Quatre murs de brique, un trou pour déféquer et des colonies de fourmis. Incarcéré à l’isolement à la prison d’Insein, le journaliste japonais Yuki Kitazumi dormait sur une planche couverte de plastique, dans une cellule de 10 mètres carrés datant de la période coloniale. «La brique était si épaisse qu’on hurlait pour se parler», se souvient le reporter de 45 ans, arrêté le 18 avril pour avoir enfreint l’article 505 (a) du code pénal birman, qui sanctionne de plusieurs années de prison, sous des contours très flous, la propagation de fausses nouvelles et les incitations à la désobéissance civile. Un mois plus tard, il était expulsé vers le Japon, d’où il témoigne aujourd’hui pour Libération. Pour tuer l’ennui, le journaliste grattait ses souvenirs sur des bouts de papier, avec une plume d’oiseau et du café instantané. Une cloche sonnait toutes les quinze minutes, pour que les détenus gardent la notion du temps. Derrière sa cellule, des cris stridents collaient le frisson. Le quartier des mères. «J’entendais les enfants, les bébés nés en détention.»

Construite par les Britanniques en 1887, quand la Birmanie faisait encore partie de l’Empire des Indes, la prison surpeuplée – 12 000 détenus pour 5 000 places – est au bord de l’implosion. Vue du ciel, on dirait une horloge, sauf que des hommes s’agitent dans ses aiguilles. Son architecture panoptique, inspirée des travaux du philosophe Jeremy Bentham, déshumanise et facilite la surveillance. Après l’indépendance, les juntes successives ont utilisé la geôle pour briser les dissidents, et la torture y était couramment pratiquée, forgeant une réputation infernale.

Au nord-ouest de Rangoun, la prison d’Insein renferme une large partie des 7 000 opposants toujours détenus par la junte militaire depuis le coup d’Etat, selon l’Association pour l’assistance aux prisonniers politiques (AAPP). Politiciens, reporters, activistes, médecins, chanteurs, manifestants… «Les militaires sont persuadés qu’en mettant des milliers de personnes en prison, la “révolution de printemps” s’effondrera d’elle-même», analyse Bo Kyi, cofondateur de l’AAPP, incarcéré à Insein dans les années 90. Tout comme le célèbre dissident Win Tinque Libération avait rencontré en 2008, six ans avant sa mort. Vendredi, c’est un journaliste américain, Danny Fenster, qui a été condamné à onze ans de prison alors qu’il végétait déjà depuis six mois à Insein.

◆ EXTRAITS DE DONNÉES:
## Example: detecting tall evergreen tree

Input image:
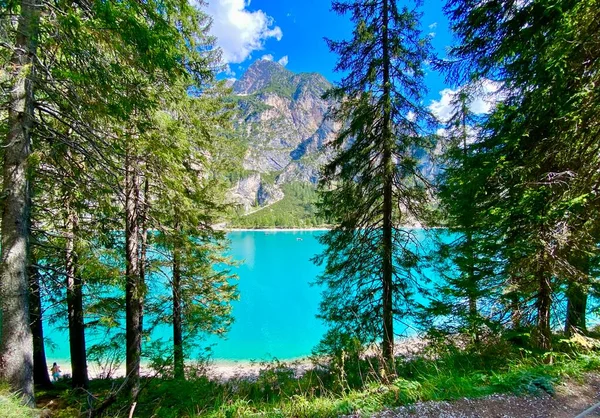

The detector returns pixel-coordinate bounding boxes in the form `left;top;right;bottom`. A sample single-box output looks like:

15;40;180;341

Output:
0;0;39;404
446;0;598;349
316;0;430;369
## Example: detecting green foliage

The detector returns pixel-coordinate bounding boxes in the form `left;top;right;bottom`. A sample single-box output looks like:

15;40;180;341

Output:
0;383;40;418
315;0;431;363
44;347;600;418
230;183;327;228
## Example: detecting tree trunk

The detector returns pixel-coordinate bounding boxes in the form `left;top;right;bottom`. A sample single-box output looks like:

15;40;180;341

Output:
65;201;89;388
382;0;394;373
0;0;39;405
565;281;588;337
173;224;185;379
537;262;552;351
125;151;144;399
29;260;52;388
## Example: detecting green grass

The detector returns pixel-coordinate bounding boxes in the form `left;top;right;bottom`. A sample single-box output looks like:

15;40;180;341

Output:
39;351;600;418
21;334;600;418
0;383;39;418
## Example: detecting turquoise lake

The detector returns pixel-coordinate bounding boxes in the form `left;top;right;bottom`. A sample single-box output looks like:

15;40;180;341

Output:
45;231;434;364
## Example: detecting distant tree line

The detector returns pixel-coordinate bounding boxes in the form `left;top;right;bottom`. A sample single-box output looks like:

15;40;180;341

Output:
0;0;236;408
316;0;600;372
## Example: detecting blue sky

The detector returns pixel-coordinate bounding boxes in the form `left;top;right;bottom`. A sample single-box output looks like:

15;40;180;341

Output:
207;0;460;110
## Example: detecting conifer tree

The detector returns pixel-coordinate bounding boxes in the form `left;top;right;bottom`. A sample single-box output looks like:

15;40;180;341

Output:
316;0;430;370
446;0;598;349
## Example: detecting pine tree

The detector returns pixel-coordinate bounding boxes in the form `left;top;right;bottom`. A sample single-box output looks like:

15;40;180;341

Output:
316;0;430;370
440;0;598;350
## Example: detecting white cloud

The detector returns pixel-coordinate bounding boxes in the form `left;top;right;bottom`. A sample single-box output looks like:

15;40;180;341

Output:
223;64;235;77
207;0;283;63
277;55;290;67
429;80;502;123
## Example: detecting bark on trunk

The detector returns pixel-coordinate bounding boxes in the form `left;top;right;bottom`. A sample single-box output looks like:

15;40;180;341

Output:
173;226;185;379
65;202;89;388
382;0;394;374
29;260;52;388
565;281;588;337
0;0;39;405
125;152;144;399
537;262;552;351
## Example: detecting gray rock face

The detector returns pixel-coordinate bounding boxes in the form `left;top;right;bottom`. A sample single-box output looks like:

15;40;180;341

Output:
230;60;339;210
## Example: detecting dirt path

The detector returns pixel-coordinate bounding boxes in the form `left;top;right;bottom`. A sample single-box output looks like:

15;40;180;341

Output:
364;373;600;418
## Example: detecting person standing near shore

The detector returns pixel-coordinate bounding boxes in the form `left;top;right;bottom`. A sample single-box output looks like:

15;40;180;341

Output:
50;362;61;382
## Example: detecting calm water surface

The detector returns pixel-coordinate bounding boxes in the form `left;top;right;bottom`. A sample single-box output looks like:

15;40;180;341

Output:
45;231;436;364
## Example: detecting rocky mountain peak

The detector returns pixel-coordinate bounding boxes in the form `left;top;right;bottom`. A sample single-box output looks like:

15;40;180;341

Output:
232;60;338;212
233;59;294;95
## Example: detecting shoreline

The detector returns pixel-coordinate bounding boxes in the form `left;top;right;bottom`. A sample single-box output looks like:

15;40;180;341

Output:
221;228;331;232
48;336;427;382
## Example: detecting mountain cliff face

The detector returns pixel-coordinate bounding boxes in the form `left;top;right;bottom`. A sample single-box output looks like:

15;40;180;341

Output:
231;60;339;211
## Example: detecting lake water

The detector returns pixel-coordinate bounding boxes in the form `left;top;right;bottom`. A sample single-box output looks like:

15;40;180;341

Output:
46;231;436;364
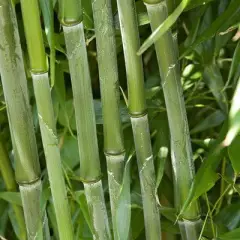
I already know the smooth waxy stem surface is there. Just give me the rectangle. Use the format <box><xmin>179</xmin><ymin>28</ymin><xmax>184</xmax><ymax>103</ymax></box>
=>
<box><xmin>21</xmin><ymin>0</ymin><xmax>73</xmax><ymax>240</ymax></box>
<box><xmin>32</xmin><ymin>73</ymin><xmax>73</xmax><ymax>240</ymax></box>
<box><xmin>21</xmin><ymin>0</ymin><xmax>48</xmax><ymax>73</ymax></box>
<box><xmin>19</xmin><ymin>180</ymin><xmax>43</xmax><ymax>240</ymax></box>
<box><xmin>0</xmin><ymin>142</ymin><xmax>27</xmax><ymax>240</ymax></box>
<box><xmin>146</xmin><ymin>1</ymin><xmax>202</xmax><ymax>240</ymax></box>
<box><xmin>117</xmin><ymin>0</ymin><xmax>161</xmax><ymax>240</ymax></box>
<box><xmin>131</xmin><ymin>115</ymin><xmax>161</xmax><ymax>240</ymax></box>
<box><xmin>63</xmin><ymin>22</ymin><xmax>111</xmax><ymax>240</ymax></box>
<box><xmin>92</xmin><ymin>0</ymin><xmax>126</xmax><ymax>237</ymax></box>
<box><xmin>0</xmin><ymin>0</ymin><xmax>42</xmax><ymax>239</ymax></box>
<box><xmin>84</xmin><ymin>180</ymin><xmax>112</xmax><ymax>240</ymax></box>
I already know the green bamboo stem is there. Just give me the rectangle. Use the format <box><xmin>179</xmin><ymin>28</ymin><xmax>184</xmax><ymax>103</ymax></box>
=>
<box><xmin>92</xmin><ymin>0</ymin><xmax>127</xmax><ymax>240</ymax></box>
<box><xmin>117</xmin><ymin>0</ymin><xmax>161</xmax><ymax>240</ymax></box>
<box><xmin>0</xmin><ymin>140</ymin><xmax>27</xmax><ymax>240</ymax></box>
<box><xmin>59</xmin><ymin>0</ymin><xmax>111</xmax><ymax>240</ymax></box>
<box><xmin>21</xmin><ymin>0</ymin><xmax>73</xmax><ymax>240</ymax></box>
<box><xmin>145</xmin><ymin>0</ymin><xmax>202</xmax><ymax>240</ymax></box>
<box><xmin>0</xmin><ymin>0</ymin><xmax>43</xmax><ymax>239</ymax></box>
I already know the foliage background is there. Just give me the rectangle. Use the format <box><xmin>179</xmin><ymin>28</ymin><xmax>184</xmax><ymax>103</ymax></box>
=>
<box><xmin>0</xmin><ymin>0</ymin><xmax>240</xmax><ymax>240</ymax></box>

◆ CONSIGNE: D'après le texte sur la prison d'Insein, en quelle année les Britanniques ont-ils construit cette prison ? Les items n'ont aucun lien avec le texte.

◆ LA SOLUTION: En 1887.